(Текст)
С 1896 года японцы решили организовать нелегальную резидентуру «под крышей» легально действовавшего во Владивостоке буддийского храма Урадзио хонгандзи.
Случайно так совпало или нет, но в это же самое время о своем желании посетить российский Дальний Восток заявил помощник начальника Генерального штаба Японии генерал-лейтенант Каваками Сороку. Российское военное ведомство не сумело отказать высокопоставленному разведчику в его желании «познакомиться лично с начальствующими лицами и посмотреть страну». Поездка состоялась в период с 27 июля по 28 августа 1897 года и прошла чрезвычайно приятно, успешно и плодотворно для японской делегации. Генералу Каваками и сопровождавшим его офицерам: майору артиллерии Аоки — крупнейшему в Японии специалисту в области фортификации, имевшему европейское военно-инженерное образование и опыт разведки в Китае, пехотному капитану Фуруси, отвечавшему за делопроизводство делегации, и гвардейскому поручику графу Хисамацу Садакото[11] показали всё, что те только пожелали увидеть, — от Владивостока с его строящейся крепостью, казармами, доками и госпиталями до Благовещенска, с остановками во всех городах для проведения смотров войскам, наблюдения за учениями, изучения экипировки и даже ознакомления с только что принятыми на вооружение русской армии образцами стрелкового оружия{23}.
Еще раньше, в апреле 1897 года, новый нелегальный резидент — капитан Ханада Наканосукэ приступил к исполнению должностных обязанностей как буддийский монах по имени Симидзу Сёгэцу. Он даже совершил паломничество в Иркутск для «проповеди буддизма», посетив заодно потенциально важные места будущего театра военных действий. Российские власти об этом узнали прошлым числом, но и опасности, как выяснили власти японские, Ханада не представлял. Незадачливый резидент в самом деле так увлекся богослужением, что полностью забыл о своих прямых обязанностях и был отозван на родину — исправляться{24}.

(Задание A) Перепишите записи, начиная со строки, где стоит «supposedly the shallow», и заканчивая концом записей, поменяв в них «Find it» на «Locate it» и больше ничего не трогая.

(Исходные данные)
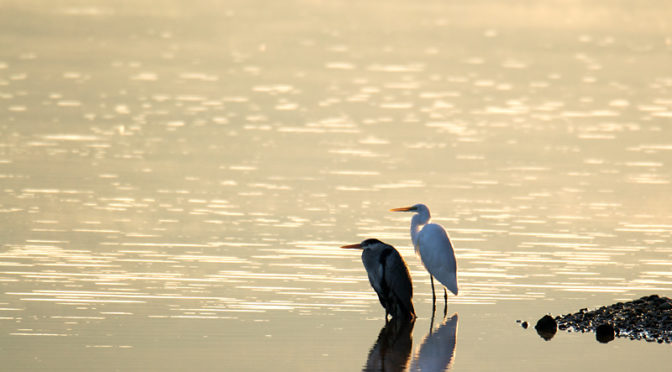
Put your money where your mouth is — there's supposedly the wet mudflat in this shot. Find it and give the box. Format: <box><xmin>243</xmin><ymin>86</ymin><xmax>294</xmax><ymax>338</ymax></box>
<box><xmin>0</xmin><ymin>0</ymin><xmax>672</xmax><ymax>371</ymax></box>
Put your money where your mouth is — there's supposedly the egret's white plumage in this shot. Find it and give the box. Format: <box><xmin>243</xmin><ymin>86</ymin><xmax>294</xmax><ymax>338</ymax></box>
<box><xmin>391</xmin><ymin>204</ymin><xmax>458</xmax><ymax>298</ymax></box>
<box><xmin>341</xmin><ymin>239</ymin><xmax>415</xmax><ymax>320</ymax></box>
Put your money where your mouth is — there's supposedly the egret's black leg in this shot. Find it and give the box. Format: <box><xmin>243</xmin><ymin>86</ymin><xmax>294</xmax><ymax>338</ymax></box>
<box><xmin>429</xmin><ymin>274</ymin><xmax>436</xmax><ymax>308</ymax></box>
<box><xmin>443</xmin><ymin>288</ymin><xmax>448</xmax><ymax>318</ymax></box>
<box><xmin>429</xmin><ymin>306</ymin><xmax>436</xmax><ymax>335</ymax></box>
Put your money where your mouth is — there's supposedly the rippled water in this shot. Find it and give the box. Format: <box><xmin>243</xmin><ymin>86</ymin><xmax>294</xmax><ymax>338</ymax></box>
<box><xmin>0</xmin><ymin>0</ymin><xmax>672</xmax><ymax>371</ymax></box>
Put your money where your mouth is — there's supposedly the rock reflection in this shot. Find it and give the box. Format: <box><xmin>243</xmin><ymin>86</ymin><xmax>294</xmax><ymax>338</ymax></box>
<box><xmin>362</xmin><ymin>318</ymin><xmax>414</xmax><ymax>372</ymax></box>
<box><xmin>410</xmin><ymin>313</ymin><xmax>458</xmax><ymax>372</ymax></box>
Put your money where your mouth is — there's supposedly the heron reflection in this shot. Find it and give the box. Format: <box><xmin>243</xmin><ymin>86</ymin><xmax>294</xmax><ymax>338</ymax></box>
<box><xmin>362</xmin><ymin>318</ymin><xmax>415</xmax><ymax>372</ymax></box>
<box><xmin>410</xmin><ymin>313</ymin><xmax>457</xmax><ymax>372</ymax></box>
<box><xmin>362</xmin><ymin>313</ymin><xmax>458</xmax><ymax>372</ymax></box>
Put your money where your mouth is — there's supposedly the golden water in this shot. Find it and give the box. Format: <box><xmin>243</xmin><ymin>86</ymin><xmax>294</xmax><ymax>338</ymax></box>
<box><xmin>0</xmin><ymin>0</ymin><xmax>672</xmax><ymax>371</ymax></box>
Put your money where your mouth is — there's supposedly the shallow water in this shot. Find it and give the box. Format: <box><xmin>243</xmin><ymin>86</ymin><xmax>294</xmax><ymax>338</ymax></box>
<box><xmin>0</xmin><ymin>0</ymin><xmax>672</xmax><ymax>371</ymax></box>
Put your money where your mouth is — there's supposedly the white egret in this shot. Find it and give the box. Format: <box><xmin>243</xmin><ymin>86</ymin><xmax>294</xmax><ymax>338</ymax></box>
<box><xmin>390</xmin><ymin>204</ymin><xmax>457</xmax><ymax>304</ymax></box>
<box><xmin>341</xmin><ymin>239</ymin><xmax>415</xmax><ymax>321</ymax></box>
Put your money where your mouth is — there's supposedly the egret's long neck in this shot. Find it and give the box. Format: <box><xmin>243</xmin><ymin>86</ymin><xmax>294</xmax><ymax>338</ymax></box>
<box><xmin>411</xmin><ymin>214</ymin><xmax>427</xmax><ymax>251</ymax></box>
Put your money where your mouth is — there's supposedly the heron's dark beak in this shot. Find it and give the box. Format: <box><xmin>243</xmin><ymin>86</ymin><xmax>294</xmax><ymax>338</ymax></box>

(Задание B) Выведите без изменений отрывок текста о японской разведке, начиная со слов «С 1896 года» и заканчивая словами «храма Урадзио хонгандзи.».

(Ответ A)
Put your money where your mouth is — there's supposedly the shallow water in this shot. Locate it and give the box. Format: <box><xmin>243</xmin><ymin>86</ymin><xmax>294</xmax><ymax>338</ymax></box>
<box><xmin>0</xmin><ymin>0</ymin><xmax>672</xmax><ymax>371</ymax></box>
Put your money where your mouth is — there's supposedly the white egret in this shot. Locate it and give the box. Format: <box><xmin>243</xmin><ymin>86</ymin><xmax>294</xmax><ymax>338</ymax></box>
<box><xmin>390</xmin><ymin>204</ymin><xmax>457</xmax><ymax>304</ymax></box>
<box><xmin>341</xmin><ymin>239</ymin><xmax>415</xmax><ymax>321</ymax></box>
Put your money where your mouth is — there's supposedly the egret's long neck in this shot. Locate it and give the box. Format: <box><xmin>243</xmin><ymin>86</ymin><xmax>294</xmax><ymax>338</ymax></box>
<box><xmin>411</xmin><ymin>214</ymin><xmax>427</xmax><ymax>251</ymax></box>
Put your money where your mouth is — there's supposedly the heron's dark beak in this shot. Locate it and give the box. Format: <box><xmin>243</xmin><ymin>86</ymin><xmax>294</xmax><ymax>338</ymax></box>

(Ответ B)
С 1896 года японцы решили организовать нелегальную резидентуру «под крышей» легально действовавшего во Владивостоке буддийского храма Урадзио хонгандзи.